Objective: Render every line of the rows below as a Markdown table with two columns, No. for the line's number and Line for its text, omitting blank lines. Leave the pictures out.

Supplied records:
********
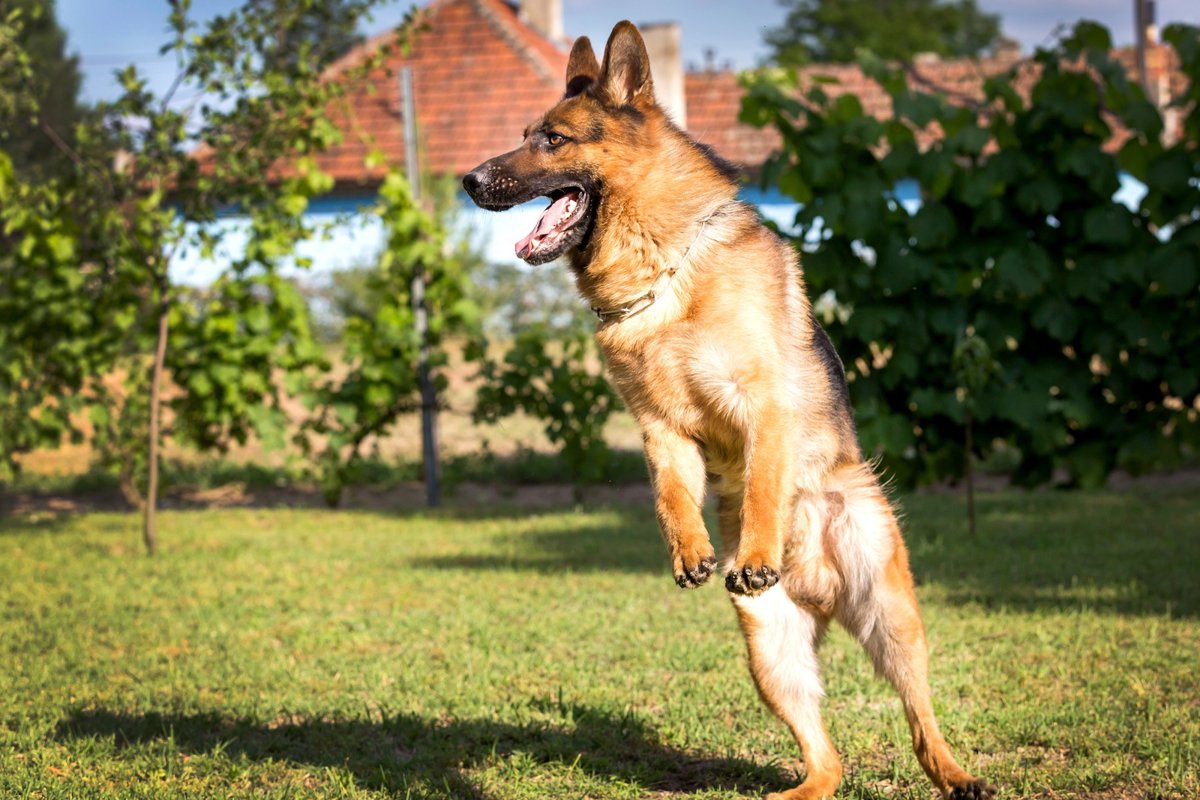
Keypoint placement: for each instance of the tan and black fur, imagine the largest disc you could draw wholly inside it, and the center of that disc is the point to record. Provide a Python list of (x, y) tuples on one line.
[(731, 379)]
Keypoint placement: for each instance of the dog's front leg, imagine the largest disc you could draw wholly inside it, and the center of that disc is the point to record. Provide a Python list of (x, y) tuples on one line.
[(677, 470), (768, 491)]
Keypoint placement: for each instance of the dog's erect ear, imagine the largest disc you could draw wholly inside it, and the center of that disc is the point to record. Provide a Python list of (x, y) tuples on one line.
[(581, 67), (625, 73)]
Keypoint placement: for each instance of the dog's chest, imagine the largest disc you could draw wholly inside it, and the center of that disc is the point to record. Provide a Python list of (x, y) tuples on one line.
[(687, 383)]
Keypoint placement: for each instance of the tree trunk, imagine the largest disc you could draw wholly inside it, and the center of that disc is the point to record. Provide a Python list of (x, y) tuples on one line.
[(149, 535), (970, 473)]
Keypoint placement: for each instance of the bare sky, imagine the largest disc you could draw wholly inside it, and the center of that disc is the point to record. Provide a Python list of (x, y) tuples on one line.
[(109, 34)]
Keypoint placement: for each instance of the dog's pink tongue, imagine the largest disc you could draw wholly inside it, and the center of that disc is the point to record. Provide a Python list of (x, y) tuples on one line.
[(550, 217)]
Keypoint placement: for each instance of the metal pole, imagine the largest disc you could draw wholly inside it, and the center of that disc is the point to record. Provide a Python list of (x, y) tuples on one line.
[(429, 394), (1140, 22)]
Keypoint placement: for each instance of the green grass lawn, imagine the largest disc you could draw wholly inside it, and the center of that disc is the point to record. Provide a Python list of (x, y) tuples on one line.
[(513, 655)]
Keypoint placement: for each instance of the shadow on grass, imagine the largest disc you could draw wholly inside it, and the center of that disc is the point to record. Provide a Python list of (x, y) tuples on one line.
[(613, 540), (1131, 553), (414, 757)]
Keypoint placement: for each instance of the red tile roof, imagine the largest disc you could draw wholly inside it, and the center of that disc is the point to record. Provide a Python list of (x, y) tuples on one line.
[(481, 74)]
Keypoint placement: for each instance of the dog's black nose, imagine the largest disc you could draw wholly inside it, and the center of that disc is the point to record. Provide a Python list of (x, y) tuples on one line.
[(472, 181)]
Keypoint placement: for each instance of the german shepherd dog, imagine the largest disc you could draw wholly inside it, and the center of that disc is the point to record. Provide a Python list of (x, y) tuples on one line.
[(712, 343)]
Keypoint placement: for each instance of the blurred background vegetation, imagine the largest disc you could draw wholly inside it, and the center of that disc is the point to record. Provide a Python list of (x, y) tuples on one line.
[(1020, 319)]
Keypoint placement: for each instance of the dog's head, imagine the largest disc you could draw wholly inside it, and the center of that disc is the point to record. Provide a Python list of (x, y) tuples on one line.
[(570, 152)]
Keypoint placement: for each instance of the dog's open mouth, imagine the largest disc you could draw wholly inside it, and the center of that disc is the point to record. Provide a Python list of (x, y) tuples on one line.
[(558, 228)]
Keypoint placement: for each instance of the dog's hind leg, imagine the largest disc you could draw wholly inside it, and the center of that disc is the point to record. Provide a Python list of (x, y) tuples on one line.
[(879, 607), (781, 641)]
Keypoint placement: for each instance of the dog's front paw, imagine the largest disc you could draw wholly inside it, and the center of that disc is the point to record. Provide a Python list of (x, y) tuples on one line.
[(751, 578), (972, 789), (695, 569)]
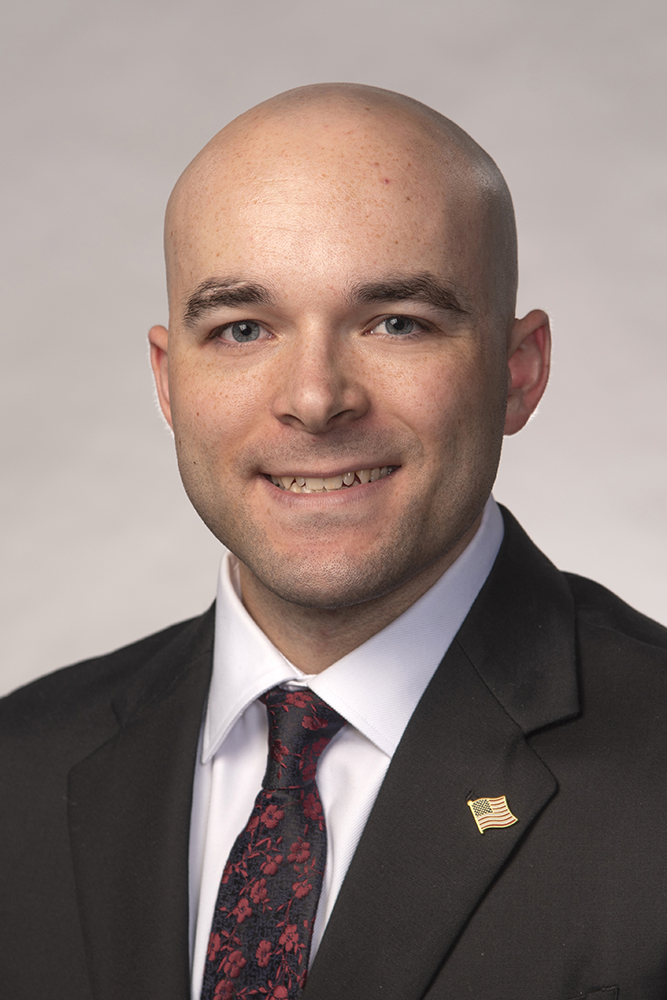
********
Complete answer:
| No. | Line |
|---|---|
| 1 | Keypoint placement: for each instance of the tan and black fur, imagine the largest disc you could draw wholly inside it, and the center of that disc is the point to record. Provide a Python list of (x, y) tuples on one line. |
| 2 | [(731, 379)] |
| 3 | Keypoint placement: for each instance of the dog's front leg, imagine the largest disc you could draw wholly inside it, and the center of that disc is the point to record. Provide a Python list of (x, y) tuples on one line. |
| 4 | [(677, 470), (768, 491)] |
| 5 | Keypoint placement: for each instance of the dog's erect ear, imagine the largest disc you could draw wholly inside it, and the center of that disc is the point to record. Provide a Python list of (x, y) tuples on one line. |
| 6 | [(581, 67), (625, 73)] |
| 7 | Keypoint placement: for each instance of the dog's chest, imagine the largest disc you could draw wholly inside it, and the center of that disc is the point to record. Provide a Python list of (x, y) tuples on one line. |
| 8 | [(687, 383)] |
| 9 | Keypoint placement: for each instance of the tree trunk, imagine the largest disc you could draw wholly inside it, and the center of that disc is the point to record. Provide a Python list of (x, y) tuples on one line. |
| 10 | [(149, 535), (970, 473)] |
| 11 | Keypoint placement: for each instance of the bare sky, imagine the largest disc you could draw wholly inside it, and the center of that disc is the point to record. Provide a Python list of (x, y) tuples on one line. |
| 12 | [(109, 34)] |
| 13 | Keypoint placement: for each instance of the dog's pink tongue, imagine the largest disc you could draw wholly inside it, and the center of that disc is the point to record. Provide a Python list of (x, y) tuples on one line. |
| 14 | [(550, 217)] |
| 15 | Keypoint placement: for each instance of the metal pole, imagine the largest disc you could draw wholly inside it, and the center of that disc is the point to record. Provide a Python list of (x, y) tuples on one line. |
| 16 | [(429, 394), (1140, 22)] |
| 17 | Keypoint placement: for each instance of the green grass lawn, imagine the largest disc you could draw wholly inside it, and the center of that disc is the point to record. Provide a Python list of (x, y) tuples on one line. |
| 18 | [(513, 655)] |
| 19 | Keypoint placement: for each instance of the shadow on grass, imagine the largest disc you could draw wholly inside it, and the center of that disc is the point to record. Provide a Python list of (x, y) tuples on one line. |
| 20 | [(613, 540), (1131, 553), (414, 757)] |
| 21 | Keypoint placement: for each instance of the red tile roof, imagine the largest disc you could draw wholly inside it, and the center of that disc is the point to record. Provide a Python list of (x, y) tuples on one line. |
| 22 | [(481, 74)] |
| 23 | Keypoint placement: for each instance of the dog's black nose, imagine the largest disc you could draw wholly inside it, and the center of that disc is the point to record. Provide a Python list of (x, y) tuples on one line. |
| 24 | [(472, 181)] |
| 25 | Keypoint placement: for each instance of the german shepherd dog, imagine the largest disc you could draw wholly inside it, and the center of that disc is the point to record. Provide a Python list of (x, y) tuples on one line. |
| 26 | [(712, 343)] |
| 27 | Keypoint placement: for each instance of the blurred background vegetation, imagine the largest disc you could draw wholly inside it, and the center of that disc is the point to record. Provide a Python list of (x, y) tuples on one line. |
| 28 | [(1020, 319)] |
| 29 | Keypoint placement: for each instance of the dog's head, imagine the largest disc you could draw wholly inside it, and the center of that disc is the point to record. Provide a Python list of (x, y) tuples on one line. |
| 30 | [(570, 152)] |
| 31 | Keypoint placement: for each instance of the dog's open mouth, imagine the largest disc you could draw wholly inside it, and the center of that disc is the point to record. Provide a Python list of (x, y) tuples on one line. |
| 32 | [(558, 228)] |
| 33 | Keypoint placement: for each instance of the dog's hind leg, imagine the largest disc you could draw wholly inside it, and the center of that disc is the point to record. Provide a Python list of (x, y) tuples on one line. |
| 34 | [(879, 607), (781, 641)] |
| 35 | Keypoint placement: for each instance of the dog's front paw, imagine the largest disc you could draw wholly inside it, and the center of that disc is the point to record. Provide a Python list of (x, y) tuples on one line. |
| 36 | [(751, 578), (972, 789), (695, 569)] |